## Task A
Extract every line of the records that contains the string "photo", matching its case exactly.
::::
Sunday, August 18, 2013
Trust me, there's no one in this world who's a greater nemesis to me than myself. Oh, yeah, I have people that upset me, anger me, frustrate me, drive me crazy, and often make me question the direction of the human race, but when it comes right down to hate, it's that woman in the mirror who gets the brunt of the blow 100% of the time.
Don't get me wrong. I'm generally a very positive person. Even about myself. I have improved through the years. It's just that I've become so good at self-depreciation through the years, it comes easily and naturally. Especially in times of stress. For me, it's easier to take the fall, take the blame, take the bloody nose rather than try to prove I'm smart and lovable and wonderful...
...because deep down I still think I'm not.
I can think of some off-color phrases my husband, my close friends, and my family would insert right now that are not "G" rated contradicting my belief. I smile and blush and thank them profusely.
So why can't *I* see this? Why is it that we can't see the wonderfulness that is us? As a teacher, I run into the same issue with kids at school. I see their potential, their inner beauty, their amazing nature to learn and see and grow, yet many of them are limited because they think they are ugly and stupid and worthless. I coach them and push them and cheer their every success yet still, in the end, they still believe, as I do: I am not the wonderful person everyone thinks I am.
::::
## Task B
According to the blog post on self-criticism, why does the writer find it easier to take the blame than to try to prove being smart, lovable, and wonderful?

## Task input
::::
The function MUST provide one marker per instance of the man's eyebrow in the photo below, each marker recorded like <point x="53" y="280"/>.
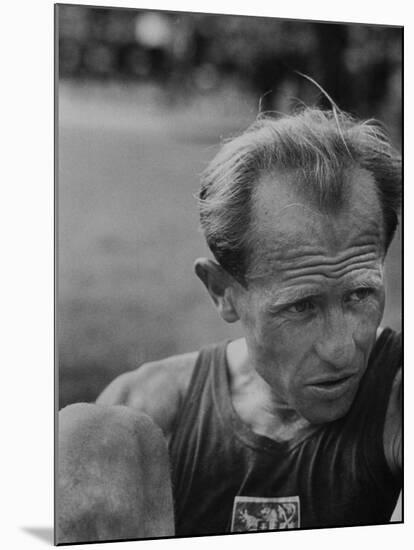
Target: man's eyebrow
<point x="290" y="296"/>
::::
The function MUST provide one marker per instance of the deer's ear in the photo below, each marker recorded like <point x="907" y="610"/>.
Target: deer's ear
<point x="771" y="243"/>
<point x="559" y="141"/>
::::
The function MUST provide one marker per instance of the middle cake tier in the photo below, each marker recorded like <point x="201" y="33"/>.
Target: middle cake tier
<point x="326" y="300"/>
::::
## Problem solution A
The function MUST provide one marker per instance of the man's eyebrow in the photo below, each marker recorded like <point x="53" y="280"/>.
The function MUST provide one marker per instance of the deer's ear in the photo below, each marker recorded like <point x="907" y="610"/>.
The function MUST provide one marker per instance of the middle cake tier in the photo below, each marker recorded like <point x="201" y="33"/>.

## Problem solution B
Deep down, the writer still believes that those good qualities are not true.